Dataset excerpt
□ □ □
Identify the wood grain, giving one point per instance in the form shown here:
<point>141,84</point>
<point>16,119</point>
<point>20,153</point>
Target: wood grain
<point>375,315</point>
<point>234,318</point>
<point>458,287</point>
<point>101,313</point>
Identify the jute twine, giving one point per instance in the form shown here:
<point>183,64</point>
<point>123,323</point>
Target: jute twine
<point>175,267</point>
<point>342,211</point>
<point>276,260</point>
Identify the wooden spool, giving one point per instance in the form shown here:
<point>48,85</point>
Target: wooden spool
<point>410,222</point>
□ □ □
__GIVEN PROBLEM__
Reproduce all of the records above, renaming every "Target" to "Object" and leaving everything else unchanged.

__RESULT OF THE TASK__
Identify the wood grain, giving one point per instance in the form shown here:
<point>141,84</point>
<point>16,119</point>
<point>20,153</point>
Object: wood grain
<point>375,315</point>
<point>234,318</point>
<point>458,287</point>
<point>101,313</point>
Identify the jute twine, giving one point per instance in the form shown here:
<point>183,64</point>
<point>123,323</point>
Object: jute twine
<point>175,267</point>
<point>342,211</point>
<point>276,260</point>
Identify the wooden spool, giving one point per instance in the form shown here:
<point>48,85</point>
Object: wooden spool
<point>410,222</point>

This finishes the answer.